• [AIM OF THE EXERCISE]: Comb through the entries for "tire" and pull out each line that holds it.

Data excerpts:
^^^^^^^^

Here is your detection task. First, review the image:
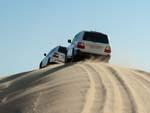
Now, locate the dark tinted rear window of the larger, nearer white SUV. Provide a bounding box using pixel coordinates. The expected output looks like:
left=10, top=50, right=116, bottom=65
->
left=83, top=32, right=109, bottom=44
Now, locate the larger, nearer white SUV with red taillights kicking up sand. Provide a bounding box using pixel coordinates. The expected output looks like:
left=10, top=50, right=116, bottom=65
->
left=66, top=31, right=111, bottom=62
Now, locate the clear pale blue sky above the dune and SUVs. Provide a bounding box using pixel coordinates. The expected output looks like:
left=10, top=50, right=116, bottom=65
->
left=0, top=0, right=150, bottom=76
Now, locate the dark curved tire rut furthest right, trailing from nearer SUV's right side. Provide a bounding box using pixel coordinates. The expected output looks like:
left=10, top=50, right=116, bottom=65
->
left=107, top=66, right=138, bottom=113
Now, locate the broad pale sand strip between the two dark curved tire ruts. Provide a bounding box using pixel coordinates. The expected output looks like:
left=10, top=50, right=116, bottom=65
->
left=91, top=63, right=127, bottom=113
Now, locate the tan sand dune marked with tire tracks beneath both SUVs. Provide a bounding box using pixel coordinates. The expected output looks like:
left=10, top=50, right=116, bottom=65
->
left=0, top=61, right=150, bottom=113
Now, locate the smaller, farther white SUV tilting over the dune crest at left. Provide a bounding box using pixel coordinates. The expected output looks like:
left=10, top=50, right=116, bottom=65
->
left=39, top=46, right=67, bottom=68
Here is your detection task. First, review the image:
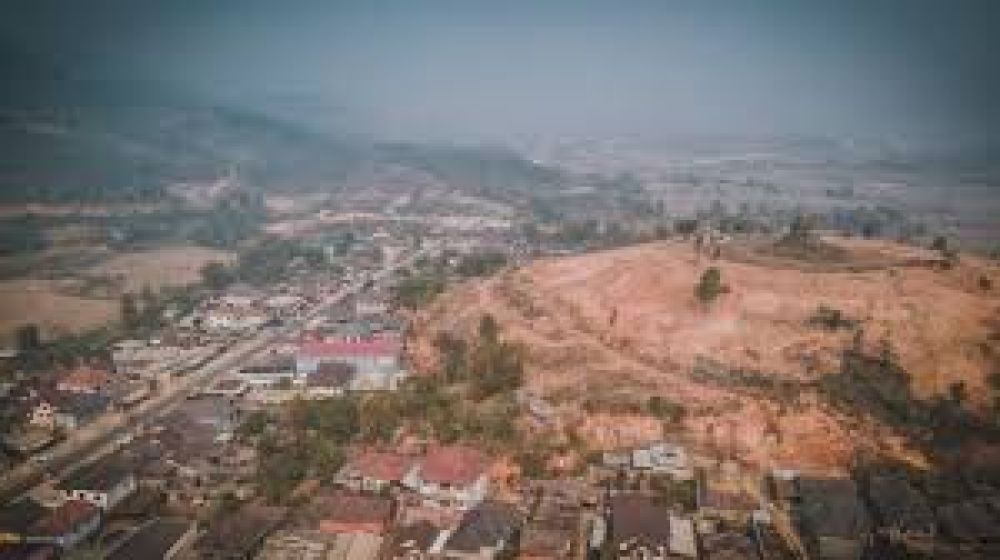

^^^^^^^^

• [SOLUTION FOR THIS EXERCISE]:
Now, locate the dark curved tire rut furthest right, trailing from nearer SUV's right side. Provide a bounding box using pixel coordinates. The expected output looks like:
Now, locate the broad pale sand strip between the two dark curved tire ruts. Provide a bounding box using pixel coordinates. The expected output looks like:
Now, locate the tan sand dune marked with tire tracks beneath both SUVs. Provide a bounding box using pixel coordinates. The expected output looks like:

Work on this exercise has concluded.